(Records from a data collection)
---+---
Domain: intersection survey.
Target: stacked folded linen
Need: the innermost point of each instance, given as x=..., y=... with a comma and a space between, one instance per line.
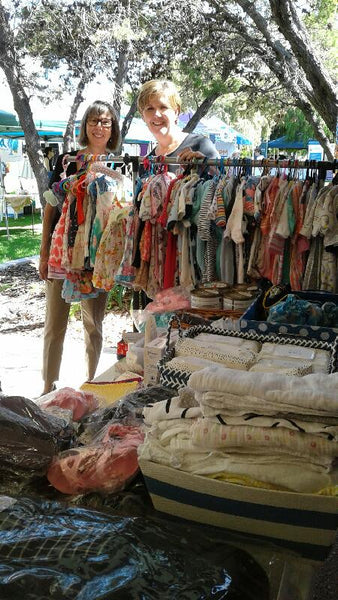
x=206, y=349
x=279, y=429
x=233, y=352
x=291, y=360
---+---
**EXERCISE DESCRIPTION**:
Would you repeat the entries exactly, keeping the images out?

**SOLUTION TO THIS EXERCISE**:
Domain: intersection survey.
Target: stacked folded linen
Need: the innermost point of each instance, given as x=..., y=... with a comma and a space between, one instance per line.
x=206, y=349
x=279, y=429
x=233, y=352
x=291, y=360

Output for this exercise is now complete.